▶ [Task instructions]: Repeat every line of the data exactly; no picture belongs in the copy.

▶ [Material supplied]:
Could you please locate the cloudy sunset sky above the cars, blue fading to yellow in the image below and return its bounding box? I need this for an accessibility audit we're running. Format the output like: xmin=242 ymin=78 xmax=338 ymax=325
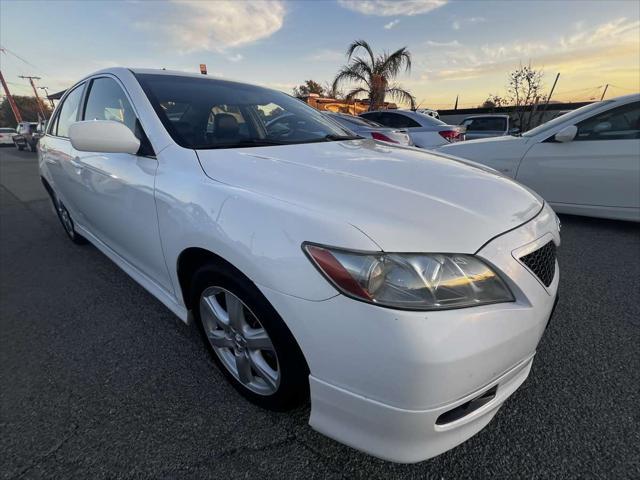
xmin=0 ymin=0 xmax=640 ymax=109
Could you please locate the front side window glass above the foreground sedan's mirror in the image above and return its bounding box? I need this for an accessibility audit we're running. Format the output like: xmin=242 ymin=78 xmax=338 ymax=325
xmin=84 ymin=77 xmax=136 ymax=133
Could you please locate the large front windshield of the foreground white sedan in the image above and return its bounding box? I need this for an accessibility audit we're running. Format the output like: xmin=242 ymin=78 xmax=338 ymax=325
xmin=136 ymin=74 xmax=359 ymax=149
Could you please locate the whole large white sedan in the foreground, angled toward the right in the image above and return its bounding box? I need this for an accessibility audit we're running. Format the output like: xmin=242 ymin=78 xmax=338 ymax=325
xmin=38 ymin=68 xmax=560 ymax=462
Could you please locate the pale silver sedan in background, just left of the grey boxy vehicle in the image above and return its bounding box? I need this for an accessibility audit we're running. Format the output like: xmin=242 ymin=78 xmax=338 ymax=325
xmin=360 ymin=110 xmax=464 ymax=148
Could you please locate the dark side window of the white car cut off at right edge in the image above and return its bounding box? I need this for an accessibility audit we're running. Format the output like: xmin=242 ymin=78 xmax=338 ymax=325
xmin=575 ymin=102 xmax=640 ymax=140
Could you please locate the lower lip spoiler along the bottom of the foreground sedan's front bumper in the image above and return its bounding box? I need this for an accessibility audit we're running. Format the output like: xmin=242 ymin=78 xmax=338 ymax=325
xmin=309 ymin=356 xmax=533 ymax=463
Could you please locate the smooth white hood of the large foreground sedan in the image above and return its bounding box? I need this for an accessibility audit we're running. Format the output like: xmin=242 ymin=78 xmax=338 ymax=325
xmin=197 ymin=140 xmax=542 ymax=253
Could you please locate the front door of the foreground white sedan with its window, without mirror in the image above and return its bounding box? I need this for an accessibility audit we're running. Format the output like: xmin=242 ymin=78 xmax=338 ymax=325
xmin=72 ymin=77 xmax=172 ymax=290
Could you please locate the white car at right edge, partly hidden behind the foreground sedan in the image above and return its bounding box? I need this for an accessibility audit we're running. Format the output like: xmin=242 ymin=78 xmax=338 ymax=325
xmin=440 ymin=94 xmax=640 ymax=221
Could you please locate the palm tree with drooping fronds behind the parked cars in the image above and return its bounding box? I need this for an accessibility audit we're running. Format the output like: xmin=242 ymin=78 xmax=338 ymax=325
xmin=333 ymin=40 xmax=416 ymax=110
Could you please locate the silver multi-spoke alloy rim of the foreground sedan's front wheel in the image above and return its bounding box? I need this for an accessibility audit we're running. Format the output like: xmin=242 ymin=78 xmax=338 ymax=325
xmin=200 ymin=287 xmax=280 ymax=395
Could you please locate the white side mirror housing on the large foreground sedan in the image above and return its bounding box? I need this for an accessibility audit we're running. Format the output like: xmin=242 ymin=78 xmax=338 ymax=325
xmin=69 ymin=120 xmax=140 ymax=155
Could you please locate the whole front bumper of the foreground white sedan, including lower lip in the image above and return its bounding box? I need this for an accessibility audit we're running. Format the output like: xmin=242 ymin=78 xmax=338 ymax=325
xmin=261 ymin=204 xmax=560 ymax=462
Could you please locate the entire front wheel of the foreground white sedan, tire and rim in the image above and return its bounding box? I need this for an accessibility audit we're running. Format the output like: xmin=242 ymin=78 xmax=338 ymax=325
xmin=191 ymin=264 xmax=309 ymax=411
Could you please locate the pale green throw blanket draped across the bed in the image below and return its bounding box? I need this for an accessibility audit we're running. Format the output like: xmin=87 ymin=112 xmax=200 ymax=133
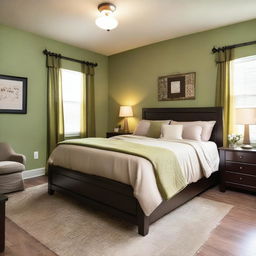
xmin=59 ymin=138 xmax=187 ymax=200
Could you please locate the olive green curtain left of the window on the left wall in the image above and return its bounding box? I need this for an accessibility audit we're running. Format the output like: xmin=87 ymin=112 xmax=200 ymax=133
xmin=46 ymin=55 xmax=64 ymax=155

▶ [The completed task]:
Could you please locate the cloudy sunset sky above the cars, blue fading to yellow in the image below and return its bounding box? I need this for an accessibility audit we're running. Format the output like: xmin=242 ymin=78 xmax=338 ymax=325
xmin=0 ymin=0 xmax=640 ymax=109
Could you please locate the front side window glass above the foreground sedan's mirror in the image above and return its bounding box? I need this for an accessibility audit we're running. Format the output like: xmin=242 ymin=78 xmax=338 ymax=325
xmin=84 ymin=77 xmax=136 ymax=133
Could you please locate the large front windshield of the foreground white sedan in the image above and return its bounding box? I need this for an accessibility audit we're running. Format the output like: xmin=242 ymin=78 xmax=338 ymax=325
xmin=136 ymin=74 xmax=359 ymax=149
Could you please locate the whole large white sedan in the foreground, angled toward the right in the image above and return its bounding box? I need this for an accessibility audit we're running. Format the output like: xmin=242 ymin=78 xmax=338 ymax=325
xmin=38 ymin=68 xmax=560 ymax=462
Could you please locate the pale silver sedan in background, just left of the grey boxy vehicle in the image above and return its bounding box? I need this for an accessibility audit we're running. Format the output like: xmin=242 ymin=78 xmax=338 ymax=325
xmin=360 ymin=110 xmax=464 ymax=148
Could you please locate the dark side window of the white car cut off at right edge in the image above and return its bounding box? I need this for an accessibility audit we're running. Format the output like: xmin=242 ymin=78 xmax=338 ymax=325
xmin=575 ymin=102 xmax=640 ymax=140
Could you please locate the lower lip spoiler along the bottom of the foreground sedan's front bumper in the image above and return its bounding box? I need this for an accessibility audit we're running. Format the output like: xmin=242 ymin=78 xmax=338 ymax=325
xmin=309 ymin=356 xmax=533 ymax=463
Could you please locate the smooth white hood of the large foreground sedan in the image above and return its bounding box? I need this for an accessibility audit we're running. Format the output like: xmin=242 ymin=78 xmax=338 ymax=325
xmin=197 ymin=140 xmax=542 ymax=253
Could you please locate the front door of the foreground white sedan with its window, without mirror in the image above and return its bounding box? I need this for an accessibility audit we're running. Format the output like: xmin=242 ymin=78 xmax=338 ymax=325
xmin=72 ymin=77 xmax=172 ymax=290
Could you please locate the white car at right edge, partly hidden behind the foreground sedan in the image above and return its bounding box? I need this for an accessibility audit we're running. Format the output like: xmin=242 ymin=78 xmax=338 ymax=325
xmin=440 ymin=94 xmax=640 ymax=221
Could you please locate the palm tree with drooping fronds behind the parked cars in the image above and return its bounding box? I need this for an accessibility audit we're running. Format the output like: xmin=242 ymin=78 xmax=338 ymax=325
xmin=333 ymin=40 xmax=416 ymax=110
Could you please locate the silver multi-spoke alloy rim of the foreground sedan's front wheel in the image above and return its bounding box? I need this for an accessibility audit we're running. Format the output like: xmin=242 ymin=78 xmax=338 ymax=325
xmin=200 ymin=287 xmax=280 ymax=395
Could you please locate the white side mirror housing on the large foreground sedan in the image above and return its bounding box? I need this for an accessibility audit we're running. Format the output like: xmin=242 ymin=78 xmax=338 ymax=325
xmin=69 ymin=120 xmax=140 ymax=155
Could you please locate the whole front bumper of the foreground white sedan, including lower lip in the image above and return its bounding box? I need this for an accessibility audit we're running. Format the output like: xmin=242 ymin=78 xmax=338 ymax=325
xmin=261 ymin=204 xmax=560 ymax=462
Could you please locate the entire front wheel of the foreground white sedan, tire and rim in the image above and return its bounding box? I need this for an accessibility audit we're running. Format the output like: xmin=242 ymin=78 xmax=338 ymax=325
xmin=191 ymin=264 xmax=309 ymax=411
Could you please locate the pale green throw blanket draped across the bed in the image below and return its bounding box? I need this for an accessibility audit we're running. Format the output like: xmin=87 ymin=112 xmax=200 ymax=133
xmin=59 ymin=138 xmax=187 ymax=200
Could you please locate the olive green curtain left of the window on the left wall in the image above and return its bounding box? I need this for an accessibility audit we're running. Format the output like: xmin=87 ymin=112 xmax=200 ymax=133
xmin=46 ymin=55 xmax=64 ymax=155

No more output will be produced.